Page text:
The charms and chores of travel work

Working in air travel has many advantages. For starters, these careers come with perks, which may include the chance to fly free after a specified length of employment. Sometimes, these free flights extend to friends and family, too.

For flight attendants and pilots, travel is more than a perk: It’s the job itself. These workers are paid to travel—and if they get the right assignments, they can see the world. When pilots and flight attendants must stay overnight to work their flights, airlines cover the hotel lodging costs, and most also pay for meals.

For times when they must pay the bill themselves, some airline workers—especially pilots and flight attendants—get discounts on hotels, car rentals, and vacation packages, and they can often swap with other airlines for free flights. Pilots and flight attendants in particular have plenty of time to enjoy these perks, too, since they may get between 10 and 21 days off per month.

Even for a veteran traveler, though, wanderlust has drawbacks. Most flight attendants and pilots work on small regional flights, not international or even transcontinental trips. They see the same cities every day. Earning the chance to work an international route takes time, skill, and luck. And traveling requires spending long stretches away from home. Moreover, because passengers travel day and night, the schedules of air travel workers are unusual and often involve extended hours.

New flight attendants almost always start on reserve status. Reserve status requires that, except during their guaranteed days off per month, they must be on call 24 hours a day and be ready to leave on a flight with only a few hours of notice. Some employees dislike the uncertainty of this arrangement, but it is generally considered one of the job’s necessary drawbacks.

How often a pilot works depends on a number of factors, including seniority and which airline he or she works for. Many pilots are on call most of the time and do not have a set schedule.

Entries pointing to named objects:
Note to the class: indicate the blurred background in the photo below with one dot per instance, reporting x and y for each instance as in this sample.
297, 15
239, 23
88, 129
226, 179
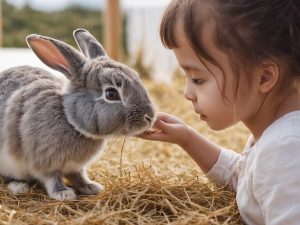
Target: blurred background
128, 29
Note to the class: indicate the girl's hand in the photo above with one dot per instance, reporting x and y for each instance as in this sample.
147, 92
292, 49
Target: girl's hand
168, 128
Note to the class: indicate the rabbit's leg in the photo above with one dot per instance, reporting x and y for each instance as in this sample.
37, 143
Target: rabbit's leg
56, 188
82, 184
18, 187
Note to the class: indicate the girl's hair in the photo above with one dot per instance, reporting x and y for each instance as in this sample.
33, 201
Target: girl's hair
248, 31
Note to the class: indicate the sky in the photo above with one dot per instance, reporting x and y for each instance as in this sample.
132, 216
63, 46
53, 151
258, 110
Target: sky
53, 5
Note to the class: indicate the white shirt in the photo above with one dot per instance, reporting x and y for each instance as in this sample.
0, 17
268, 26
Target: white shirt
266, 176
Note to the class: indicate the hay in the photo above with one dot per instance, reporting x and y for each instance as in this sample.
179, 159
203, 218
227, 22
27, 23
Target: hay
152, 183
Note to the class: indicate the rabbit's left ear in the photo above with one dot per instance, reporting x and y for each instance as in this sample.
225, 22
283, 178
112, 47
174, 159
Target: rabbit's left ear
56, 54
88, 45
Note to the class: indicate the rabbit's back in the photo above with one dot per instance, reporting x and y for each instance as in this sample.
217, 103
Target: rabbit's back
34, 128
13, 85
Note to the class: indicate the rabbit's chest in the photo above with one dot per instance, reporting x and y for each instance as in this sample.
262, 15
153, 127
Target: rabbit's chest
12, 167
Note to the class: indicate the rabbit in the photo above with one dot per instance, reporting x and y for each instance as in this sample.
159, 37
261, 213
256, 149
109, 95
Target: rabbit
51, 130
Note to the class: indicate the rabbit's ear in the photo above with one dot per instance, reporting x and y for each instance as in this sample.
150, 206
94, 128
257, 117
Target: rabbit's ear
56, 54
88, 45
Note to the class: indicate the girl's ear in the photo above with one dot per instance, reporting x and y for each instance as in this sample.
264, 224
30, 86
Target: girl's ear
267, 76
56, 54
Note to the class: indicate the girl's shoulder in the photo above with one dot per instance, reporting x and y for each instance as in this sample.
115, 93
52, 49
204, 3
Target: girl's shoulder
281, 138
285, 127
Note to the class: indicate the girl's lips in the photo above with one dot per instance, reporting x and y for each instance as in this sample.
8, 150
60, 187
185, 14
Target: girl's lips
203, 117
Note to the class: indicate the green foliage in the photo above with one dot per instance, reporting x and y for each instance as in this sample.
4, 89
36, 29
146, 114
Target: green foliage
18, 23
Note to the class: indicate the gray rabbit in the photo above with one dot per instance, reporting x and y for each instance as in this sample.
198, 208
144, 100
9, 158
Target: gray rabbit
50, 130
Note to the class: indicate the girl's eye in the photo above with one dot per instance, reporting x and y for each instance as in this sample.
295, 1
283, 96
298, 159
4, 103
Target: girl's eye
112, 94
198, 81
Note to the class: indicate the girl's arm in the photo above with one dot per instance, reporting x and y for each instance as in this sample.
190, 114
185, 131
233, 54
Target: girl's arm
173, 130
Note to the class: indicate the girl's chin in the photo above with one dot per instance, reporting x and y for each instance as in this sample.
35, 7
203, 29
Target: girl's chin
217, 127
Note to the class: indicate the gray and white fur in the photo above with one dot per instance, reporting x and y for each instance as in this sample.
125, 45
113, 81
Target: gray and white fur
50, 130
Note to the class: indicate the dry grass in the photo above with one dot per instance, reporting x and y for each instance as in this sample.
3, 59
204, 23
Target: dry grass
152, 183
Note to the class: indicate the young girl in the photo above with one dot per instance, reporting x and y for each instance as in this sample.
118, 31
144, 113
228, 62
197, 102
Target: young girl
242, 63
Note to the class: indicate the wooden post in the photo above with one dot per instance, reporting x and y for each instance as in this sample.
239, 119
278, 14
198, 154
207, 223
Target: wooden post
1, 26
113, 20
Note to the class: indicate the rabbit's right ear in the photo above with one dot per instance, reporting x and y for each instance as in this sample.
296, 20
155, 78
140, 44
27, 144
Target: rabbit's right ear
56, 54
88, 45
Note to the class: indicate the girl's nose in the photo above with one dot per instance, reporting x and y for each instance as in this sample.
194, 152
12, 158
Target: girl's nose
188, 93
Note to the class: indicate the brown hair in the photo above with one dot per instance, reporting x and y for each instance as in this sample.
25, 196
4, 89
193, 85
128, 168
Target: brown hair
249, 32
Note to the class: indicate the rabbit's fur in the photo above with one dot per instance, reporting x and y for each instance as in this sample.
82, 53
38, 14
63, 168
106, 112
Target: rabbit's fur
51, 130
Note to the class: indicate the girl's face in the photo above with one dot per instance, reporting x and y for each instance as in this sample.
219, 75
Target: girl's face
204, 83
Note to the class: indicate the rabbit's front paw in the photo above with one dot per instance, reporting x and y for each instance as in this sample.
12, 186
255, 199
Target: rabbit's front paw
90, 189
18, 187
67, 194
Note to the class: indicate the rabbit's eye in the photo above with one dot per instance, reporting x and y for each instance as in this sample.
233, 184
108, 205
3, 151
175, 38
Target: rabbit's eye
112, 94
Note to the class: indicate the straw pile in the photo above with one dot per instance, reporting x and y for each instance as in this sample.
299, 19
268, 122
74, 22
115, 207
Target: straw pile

What this exercise asks:
**A.** According to the article on air travel work, how many days off per month may pilots and flight attendants get?
**B.** Please output, word for word, the part of the article on air travel work from "Working in air" to "and family, too.".
These lines have no connection to the article on air travel work.

Responses to the tasks:
**A.** Between 10 and 21 days.

**B.**
Working in air travel has many advantages. For starters, these careers come with perks, which may include the chance to fly free after a specified length of employment. Sometimes, these free flights extend to friends and family, too.